Look for the line containing "target | green netting" in the listing below. Retype that line and every subsequent line through the last one, and only those.

== Segment start ==

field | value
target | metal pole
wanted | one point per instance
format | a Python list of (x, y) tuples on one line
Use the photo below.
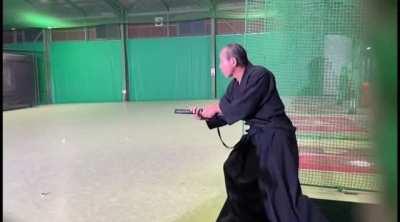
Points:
[(124, 57), (213, 54), (47, 66)]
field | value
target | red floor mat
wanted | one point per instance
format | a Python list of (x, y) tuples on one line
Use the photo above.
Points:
[(349, 162), (325, 124)]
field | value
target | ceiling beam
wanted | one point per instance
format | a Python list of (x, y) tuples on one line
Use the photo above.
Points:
[(117, 8), (73, 5)]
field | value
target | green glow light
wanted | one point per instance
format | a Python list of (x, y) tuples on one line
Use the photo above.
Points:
[(40, 20)]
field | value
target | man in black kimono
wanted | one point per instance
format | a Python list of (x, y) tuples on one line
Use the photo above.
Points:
[(261, 172)]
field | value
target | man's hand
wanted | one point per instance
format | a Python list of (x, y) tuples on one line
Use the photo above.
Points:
[(208, 112)]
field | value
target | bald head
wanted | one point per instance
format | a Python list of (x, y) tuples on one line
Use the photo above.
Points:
[(236, 51)]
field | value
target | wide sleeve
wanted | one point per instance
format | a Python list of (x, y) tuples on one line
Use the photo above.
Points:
[(246, 104), (218, 120)]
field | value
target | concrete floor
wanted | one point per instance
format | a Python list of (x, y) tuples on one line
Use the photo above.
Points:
[(114, 162)]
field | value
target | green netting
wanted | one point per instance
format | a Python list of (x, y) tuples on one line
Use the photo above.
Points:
[(37, 50), (172, 68), (89, 71), (316, 51)]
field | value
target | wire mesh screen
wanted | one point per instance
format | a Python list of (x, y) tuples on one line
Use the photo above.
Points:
[(322, 66)]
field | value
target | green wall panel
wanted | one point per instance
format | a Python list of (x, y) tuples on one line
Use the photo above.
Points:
[(89, 71), (169, 68)]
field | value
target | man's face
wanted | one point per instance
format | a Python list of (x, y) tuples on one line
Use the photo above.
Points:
[(226, 64)]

== Segment end ==

=== Output for this task ===
target | green netting
wanted | one point per instance
format | a Python list of (x, y) tuples on one line
Use the photo above.
Points:
[(37, 50), (172, 68), (89, 71), (316, 51)]
field | value
target | wire mesh screen
wanted | one point per instance
format | a Python list of (x, y) tuples on one line
Use the photo above.
Points:
[(322, 66)]
field | value
target | green wall panel
wanted | one point per instance
format | a Python list of (x, y) tuples on one line
Use the photo above.
Points:
[(89, 71), (169, 68)]
field | value
target | man's face
wanted | one point per instance
format | a Python list of (x, y) tuples on one line
Use the photo above.
Points:
[(226, 64)]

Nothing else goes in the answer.